Copy the material below word for word, leaving out the pictures.

-- START Dataset excerpts --

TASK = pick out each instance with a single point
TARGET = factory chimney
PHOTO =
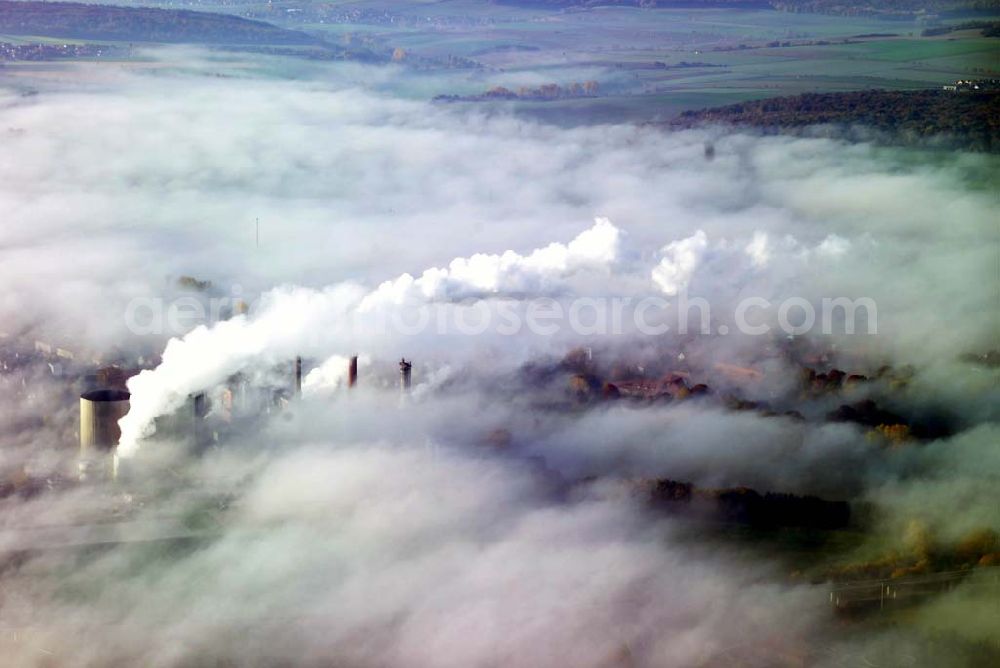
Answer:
(100, 411)
(404, 374)
(352, 372)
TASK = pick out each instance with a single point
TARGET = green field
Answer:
(642, 59)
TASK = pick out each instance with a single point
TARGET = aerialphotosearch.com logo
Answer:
(541, 316)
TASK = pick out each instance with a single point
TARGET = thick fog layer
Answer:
(471, 522)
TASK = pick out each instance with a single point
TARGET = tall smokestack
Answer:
(404, 374)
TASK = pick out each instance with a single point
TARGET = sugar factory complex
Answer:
(94, 396)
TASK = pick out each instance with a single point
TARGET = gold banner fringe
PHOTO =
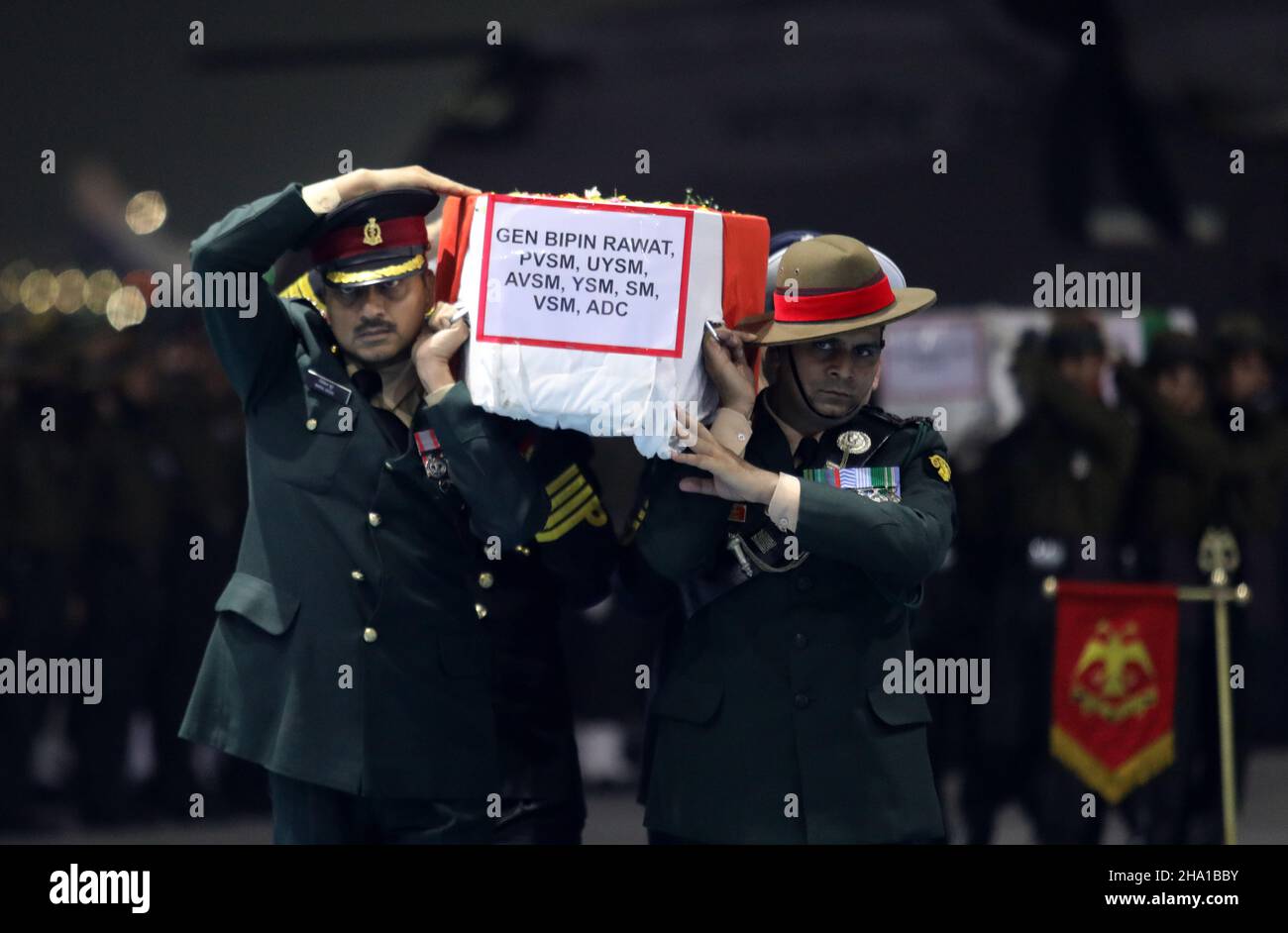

-- END Dataset excerpts --

- [The response]
TASK = pick out each instance with a single point
TARGET = factory chimney
PHOTO =
Answer:
(100, 411)
(404, 374)
(352, 372)
TASK = pick out each instance with a single point
TARGET = green field
Answer:
(642, 59)
TASK = pick out each instance with a single point
TARGET = aerialphotosearch.com logo
Answer:
(541, 316)
TASK = pick out each instance with a single point
TARGET = thick fog layer
Answer:
(471, 522)
TASK = pick out each instance with a single point
TARGET = tall smokestack
Answer:
(404, 374)
TASK = pick out each instance with a single point
TARGET = sugar factory complex
Answer:
(94, 396)
TASK = pick out each instance with a single point
TARGET = gold banner fringe
PHOTO =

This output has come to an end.